Could you repeat all of the entries below, character for character?
● ● ● ● ●
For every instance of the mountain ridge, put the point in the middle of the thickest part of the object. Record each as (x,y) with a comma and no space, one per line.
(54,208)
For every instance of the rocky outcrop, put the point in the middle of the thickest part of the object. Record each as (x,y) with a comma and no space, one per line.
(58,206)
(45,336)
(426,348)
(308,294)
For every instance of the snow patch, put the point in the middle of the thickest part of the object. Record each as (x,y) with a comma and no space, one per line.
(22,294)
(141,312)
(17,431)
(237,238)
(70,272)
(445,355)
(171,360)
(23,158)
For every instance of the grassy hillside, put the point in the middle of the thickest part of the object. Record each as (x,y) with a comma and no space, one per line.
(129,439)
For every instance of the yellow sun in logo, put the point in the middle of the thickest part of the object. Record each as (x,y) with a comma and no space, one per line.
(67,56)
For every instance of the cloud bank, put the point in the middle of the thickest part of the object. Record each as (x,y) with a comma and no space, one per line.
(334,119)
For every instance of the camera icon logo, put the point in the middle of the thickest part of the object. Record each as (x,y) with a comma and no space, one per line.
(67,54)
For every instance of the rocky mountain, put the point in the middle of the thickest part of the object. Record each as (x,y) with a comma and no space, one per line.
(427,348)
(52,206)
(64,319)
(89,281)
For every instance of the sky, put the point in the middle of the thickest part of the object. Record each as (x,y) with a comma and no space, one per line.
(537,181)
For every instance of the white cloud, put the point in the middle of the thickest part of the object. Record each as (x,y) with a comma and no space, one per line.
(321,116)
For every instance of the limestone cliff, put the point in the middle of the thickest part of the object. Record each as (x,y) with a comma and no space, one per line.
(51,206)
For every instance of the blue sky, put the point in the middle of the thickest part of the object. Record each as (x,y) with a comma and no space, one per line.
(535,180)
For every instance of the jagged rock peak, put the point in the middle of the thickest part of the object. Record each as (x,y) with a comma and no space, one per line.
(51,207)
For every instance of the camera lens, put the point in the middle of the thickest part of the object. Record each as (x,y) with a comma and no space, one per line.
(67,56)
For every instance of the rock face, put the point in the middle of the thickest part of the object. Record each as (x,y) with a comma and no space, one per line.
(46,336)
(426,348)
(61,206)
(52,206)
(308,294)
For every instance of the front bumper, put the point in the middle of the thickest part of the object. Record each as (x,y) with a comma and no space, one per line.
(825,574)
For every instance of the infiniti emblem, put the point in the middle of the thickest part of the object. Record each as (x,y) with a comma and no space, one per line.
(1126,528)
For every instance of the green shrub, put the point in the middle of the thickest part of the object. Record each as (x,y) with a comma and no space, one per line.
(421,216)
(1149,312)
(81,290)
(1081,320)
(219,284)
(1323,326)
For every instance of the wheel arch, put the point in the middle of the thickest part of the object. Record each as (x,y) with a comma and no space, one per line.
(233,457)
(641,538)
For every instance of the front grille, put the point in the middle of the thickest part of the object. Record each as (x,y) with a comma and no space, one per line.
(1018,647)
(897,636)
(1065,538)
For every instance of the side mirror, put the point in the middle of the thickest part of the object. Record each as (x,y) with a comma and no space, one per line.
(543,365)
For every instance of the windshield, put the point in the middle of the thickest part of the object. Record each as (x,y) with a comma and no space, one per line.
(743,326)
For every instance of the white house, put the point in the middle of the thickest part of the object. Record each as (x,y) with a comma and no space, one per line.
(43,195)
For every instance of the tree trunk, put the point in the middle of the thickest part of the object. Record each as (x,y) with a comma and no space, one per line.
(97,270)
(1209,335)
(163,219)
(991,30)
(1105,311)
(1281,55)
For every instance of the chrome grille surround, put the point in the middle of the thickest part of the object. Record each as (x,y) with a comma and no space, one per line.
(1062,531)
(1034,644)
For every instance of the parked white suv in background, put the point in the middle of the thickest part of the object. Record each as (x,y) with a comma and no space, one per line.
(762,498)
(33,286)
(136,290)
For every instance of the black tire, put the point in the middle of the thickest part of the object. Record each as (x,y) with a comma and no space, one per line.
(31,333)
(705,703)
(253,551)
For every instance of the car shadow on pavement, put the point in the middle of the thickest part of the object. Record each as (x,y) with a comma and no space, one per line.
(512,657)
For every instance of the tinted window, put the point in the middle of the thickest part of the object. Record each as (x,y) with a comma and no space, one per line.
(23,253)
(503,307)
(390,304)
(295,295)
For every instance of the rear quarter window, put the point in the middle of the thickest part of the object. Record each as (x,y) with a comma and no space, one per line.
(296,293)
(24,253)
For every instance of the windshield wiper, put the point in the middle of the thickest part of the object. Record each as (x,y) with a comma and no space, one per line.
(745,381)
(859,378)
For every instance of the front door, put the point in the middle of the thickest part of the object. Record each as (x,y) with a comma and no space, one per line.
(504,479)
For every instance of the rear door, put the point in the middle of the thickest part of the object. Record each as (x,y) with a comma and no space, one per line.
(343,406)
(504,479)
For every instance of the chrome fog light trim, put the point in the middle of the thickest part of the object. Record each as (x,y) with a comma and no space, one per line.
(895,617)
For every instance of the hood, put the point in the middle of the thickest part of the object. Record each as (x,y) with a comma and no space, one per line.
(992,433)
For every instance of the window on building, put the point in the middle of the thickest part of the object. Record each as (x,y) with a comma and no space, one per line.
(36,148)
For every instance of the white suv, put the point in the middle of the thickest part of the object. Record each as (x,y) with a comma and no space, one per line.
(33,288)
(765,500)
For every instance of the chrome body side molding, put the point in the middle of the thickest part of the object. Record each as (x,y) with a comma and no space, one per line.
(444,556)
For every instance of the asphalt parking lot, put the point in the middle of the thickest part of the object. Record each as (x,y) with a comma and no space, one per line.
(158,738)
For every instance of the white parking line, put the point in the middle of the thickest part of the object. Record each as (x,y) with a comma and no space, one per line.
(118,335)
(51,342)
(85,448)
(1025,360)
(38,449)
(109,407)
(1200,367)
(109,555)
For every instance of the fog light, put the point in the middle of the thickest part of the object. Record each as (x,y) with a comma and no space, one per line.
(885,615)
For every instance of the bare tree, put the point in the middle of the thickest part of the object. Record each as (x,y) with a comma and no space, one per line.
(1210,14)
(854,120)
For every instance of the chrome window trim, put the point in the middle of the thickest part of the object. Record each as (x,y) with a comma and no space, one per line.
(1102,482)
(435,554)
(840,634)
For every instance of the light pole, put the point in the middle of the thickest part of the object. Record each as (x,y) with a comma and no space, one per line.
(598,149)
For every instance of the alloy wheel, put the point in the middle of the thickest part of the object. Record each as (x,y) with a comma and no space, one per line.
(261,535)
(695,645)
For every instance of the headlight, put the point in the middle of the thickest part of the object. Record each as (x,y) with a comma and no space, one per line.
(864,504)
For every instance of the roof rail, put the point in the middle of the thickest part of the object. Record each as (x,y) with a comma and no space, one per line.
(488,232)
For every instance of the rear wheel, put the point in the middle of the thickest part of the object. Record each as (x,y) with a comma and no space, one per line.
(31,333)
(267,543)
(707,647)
● ● ● ● ●
> **Exercise solution**:
For every instance of the mountain ridge, put the point in the middle of the thickest part of the object. Record each as (x,y) with a comma and no space, one per line.
(54,208)
For every instance of the rocky outcrop, put the point in the middle of the thickest part of the object. Record each as (x,y) with a comma and no space, one per line.
(58,206)
(45,336)
(426,348)
(308,294)
For every instance of the snow patch, put the point in the middle of the thickest part of the object. Record each as (x,y) with a comma and no space, one per line.
(22,294)
(141,312)
(17,431)
(237,238)
(70,272)
(445,355)
(171,360)
(23,158)
For every instance of the grassy hillside, put the point in the middle of the thickest part of the object. Record each as (x,y) with a comma and no space, one per line.
(129,439)
For every instance of the yellow sun in logo, put the point in the middle of the thickest part of the object. Record each as (x,y) with a comma and no space, one per line.
(67,56)
For every instance of the cloud bank, put the point in the middle of the thickest part of the object. Record each as (x,y) with a comma and no space, one per line.
(334,119)
For every instance of the camera icon logo, put the point in the middle of the thickest part of the object. Record each as (x,y) with a comma and no space, one per line.
(67,54)
For every instance of the rocky mountain, put the point in the middle of the thickest part of the object. Record each as (x,y) with a comma and no space, one per line.
(427,348)
(52,206)
(64,319)
(89,281)
For every instance of the sky, put the point in the middle of the thickest part of the object. Record each as (x,y) with a comma and no space, one per line.
(537,181)
For every instance of the white cloud, put the point in the middle of the thickest part of the object. Record each as (x,y) with a comma and no space, one per line.
(321,116)
For every instance of the limestone cliff, put the point in the middle of the thickest part of the object. Record each as (x,y) with a comma and no space, one per line.
(51,206)
For every instance of the blue sky, put the point in the middle of the thickest part of the object. Record each as (x,y) with a comma and no space, one per line.
(535,180)
For every instance of the jagged rock peak, put the point in the middle of the thickest part of the object. Record each as (x,y) with a comma and no space, one per line.
(51,207)
For every instance of the camera lens, put the point in the middle of the thickest part of the object. Record each as (x,y) with a comma and no space, one per line.
(67,56)
For every instance of the rock face, put the point in the middle of the thickest part of the object. Record each as (x,y) with a comma and no space, one per line.
(46,336)
(426,348)
(61,206)
(52,206)
(308,294)
For every instance of the front bumper, put the point in the middle of the thickest part of the object. Record each as (x,y) with a comma and no space, one per line.
(825,574)
For every instance of the infiniti emblem, put the point in the middle of the thickest part of the object. Record each as (x,y) with a comma and no space, one per line.
(1126,528)
For every instance of the green shrub, put the point in the middle of the thickest part of the object. Record each as (x,y) with a comma and no space, one per line.
(421,216)
(1149,312)
(81,290)
(1081,320)
(219,284)
(1323,326)
For every instance of the wheel arch, put the point in the middle of the thickest part of the object. Record each as (x,y) with a comma and no space, one per line.
(233,457)
(641,538)
For every instance of the front grille, put the point in the middle of the thickest part of the object. Record each as (x,y) with a comma and no space, one per line.
(1018,647)
(897,636)
(1065,538)
For every instance of the side mirror, put the point in the middle of the thickest part of the object. Record each as (x,y) with a comma and no space, one per line.
(543,365)
For every instance of the windshield, put the point in the middle of the thickest part of the object. Record each as (x,y) with a comma and no space, one per line.
(743,326)
For every instance of the white house, put the point in the middle of the thickest part of the object. Record each as (x,y) with a comma and no space, one per line.
(43,195)
For every instance of the tree trunk, put the point in the middle of the thickest part of the object. Record each as (x,y) with a comma and no space, one per line.
(97,270)
(1209,335)
(163,219)
(991,30)
(1105,311)
(1281,55)
For every instance of the chrome grille surround, put the point in the middle of the thickest part of the object. Record each as (x,y) with a comma and no space, one per line.
(1062,531)
(1034,644)
For every instance of the parked white suv in background, put the point in the middle of the thickest part of the object. Record each as (x,y) with a comma and no space, one per line.
(762,498)
(33,286)
(136,290)
For every instance of the black tire, put the point in the middle of the thickest part of the object. Record each as (x,y) with a comma and no space, one per line.
(31,333)
(705,703)
(253,551)
For every instance of the car shadow on pavement, put the point in the middle of the thickest part of the object. Record each as (x,y) with a comma and no space, one per line.
(512,657)
For every instance of the tinted window, put the point in the middle of the thickest part of the object. Record each as (x,y) with a comma and no space, one per line.
(23,253)
(503,307)
(390,304)
(295,295)
For every instance of the rear quarter window, put the point in the middle of the thickest part of the object. Record each as (x,y) with a comma and no space, one per line.
(296,293)
(24,253)
For every instance of the windshield wiper, put the point in the middle of the thickest part of the object. Record each as (x,y) with a comma and no space, one per line.
(745,381)
(859,378)
For every instance of the front door, put the point in the middle of the thickest part of the object. Record each as (x,y) with a comma and no space, one per line.
(504,479)
For every instance of the rear door, put the point in the middle of the thickest part of the object. Record each as (x,y) with a comma and no space, one per line.
(343,406)
(504,479)
For every instance of the chrome fog light trim, put the point in the middle of the thickest part of the object. Record each as (x,y) with a comma and no space, one per line.
(895,617)
For every instance of the hood, put the point in the middle of the thickest part of the object. Record each as (x,y) with a comma and no space, one per line.
(992,433)
For every instance of the window on building, put the point in the middle of the thickest part of the object. Record each as (x,y) with a comma and no space, one per line.
(36,148)
For every instance of the white suv, put the point in the middle of the thickest part of the object. Record each as (x,y) with a comma and no space, one per line.
(33,288)
(765,500)
For every instance of the chrome body side molding, put the point in the middle of the thickest part of the object. Record each as (x,y) with a comma and no space, one per line.
(444,556)
For every instance of the asphalt parking lot, put the point in the middle of the thickest part of the object. Record each as (x,y) with a comma and no space, one per line.
(158,738)
For every instance of the white parking line, put the point in the middle of the thickest part of the object. Record each as (x,y) with a comma and no space, one per line.
(118,335)
(51,342)
(85,448)
(1025,360)
(38,449)
(109,407)
(1200,367)
(109,555)
For every instance of the fog light, put the point in the middle of the thickest part of the object. Record each as (x,y) with a comma and no space, one per line.
(885,615)
For every instance of the bare tree, put the point in the middle of the thickest part of the object. Record each as (x,y) with a comma and no space, one per line.
(1210,14)
(854,120)
For every instance of the chrome window trim, put the point in the middle of the thickest part of the object. Record each as (x,y) with a comma and no space, one per line.
(1102,482)
(435,554)
(840,634)
For every instance of the light pole, put the point in the middle of the thickest part of the object. Record each as (x,y) with a comma and no space, one per line.
(598,149)
For every instance of the alloy wheel, put the point in the middle of the thickest part of the object. Record each as (x,y) with a comma and no space, one per line.
(261,535)
(695,645)
For every instance of the headlight, put the point in the middle of the thickest part of the object. Record each as (x,y) with a comma and no space, one per line.
(864,504)
For every instance of the roof rail, put the point in the middle of the thickest part of the object. Record each as (x,y) with a comma and no space, one per line.
(488,232)
For every instance of the rear wheel, put the point in the middle of the thickest part of the object. Record each as (x,y) with a comma and no space, one per line.
(31,333)
(267,543)
(707,647)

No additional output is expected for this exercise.